**Exercise 1:**
In the essay on censorship and the Puritans, what punishment did Archbishop Laud impose on Dr. Leighton?
**Exercise 2:**
Extend the essay on censorship and the Puritans past its final sentence.

**Excerpt:**
----

Censorship & “Beyond Their Reach”

 

The older I become, the more I find that I squirm with embarrassment whenever I read the Ten Commandments. It’s not that I’m embarrassed by prohibitions or injunctions but, rather, I’m embarrassed that God found it necessary to give these particular ones. We generally give instructions to others based on our perception of their weaknesses and proclivities. And I can only conclude that God’s instructions reflect His understanding of the kind of people we are.

The prohibition against “graven images” suggests that mankind has a tendency to elevate and admire the works of his own hands over the God who made those hands to begin with. Centuries later, the apostle Paul made this explicit in his letter to the Romans when he described man as having “worshiped and served created things rather than the Creator”. So mankind apparently has an unhealthy tendency to overestimate the value of its own innovations. Peachy.

Alexander Leighton was a Puritan Scottish physician who penned a pamphlet in 1633 taking exception to the severity of the bishops and hierarchy of the Church of Scotland. In his pamphlet, he described the bishops as “anti-Christian and satanic”. (You know the Scots, when their dander is up they incline toward purple prose.) Dr. Leighton objected, along with other Puritans, to the imposition on their consciences of the extra-Biblical ceremonial requirements of the Church of England.

From a 19th century history by John Wingate Thornton:

“In substance, the prelates claimed that every word, ceremony, and article written in the Common Book of Prayer and in the Book of Ordination was as faultless and binding as the Book of God and must be acknowledged as such. The Puritans dared not say it. The prelates claimed to themselves – or, more modestly, to the church which they personified – an infallibility of judgment in all things pertaining to religion. The Puritans denied the claim. The prelates claimed obedience; the Puritans manhood; the prelates, spiritual lordship; the Puritans Christian liberty.”

In taking exception to Dr. Leighton’s pamphlet, Archbishop Laud (later elevated to the exalted position of Archbishop of Canterbury) sentenced Dr. Leighton without trial to be whipped at the pillory, branded, and to have his ears “cropped”. Reacting to accusations of abuse by becoming abusive has a long and rich history, still in evidence today whenever we observe the indignant reaction of those Islamists who respond to accusations of being violent by, well, becoming violent. A well-developed sense of irony is not something, apparently, that runs in Islamist circles.

----

**Supplied information:**
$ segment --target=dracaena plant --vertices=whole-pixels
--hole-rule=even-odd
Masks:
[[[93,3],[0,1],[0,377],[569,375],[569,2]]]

----

**Task result 1:**
Without a trial, he sentenced Dr. Leighton to be whipped at the pillory, branded, and to have his ears cropped.

**Task result 2:**
But I digress.

On the appointed day, Dr. Leighton – ill from long confinement in an open-air cell – was led to the pillory where he was whipped, his ear cut off, his nostril slit through, and his cheeked hot-branded with the letters “SS” for “sower of sedition”. One week later, his wounds not yet healed, he was again led to the pillory and whipped, his remaining ear severed, his other nostril sliced open, and his other cheek branded.

Such was the cultural context and ferment that caused the Puritans to flee to Massachusetts Bay, from where they would write to parliament,

“we thought it our safest course to get outside of the world, out of their view and beyond their reach.”

It is this business of getting “beyond their reach” that especially piqued my interest. Any resemblance that Mark Zuckerberg or Jack Dorsey have to Archbishop Laud is, probably, coincidental. Well, except for the censoriousness. And the absurdly elevated sense of their own importance. Also the corresponding belief in the flawlessness of their own understanding. And they’re assuming the role of arbiters of truth.

Except for those things the resemblance is probably coincidental. They probably don’t wander the halls at Facebook and Twitter in a cassock. (But come to think of it, who really knows?) At any rate, they don’t yet have the power to brand people or slit their nostrils. So we’ve got that going for us.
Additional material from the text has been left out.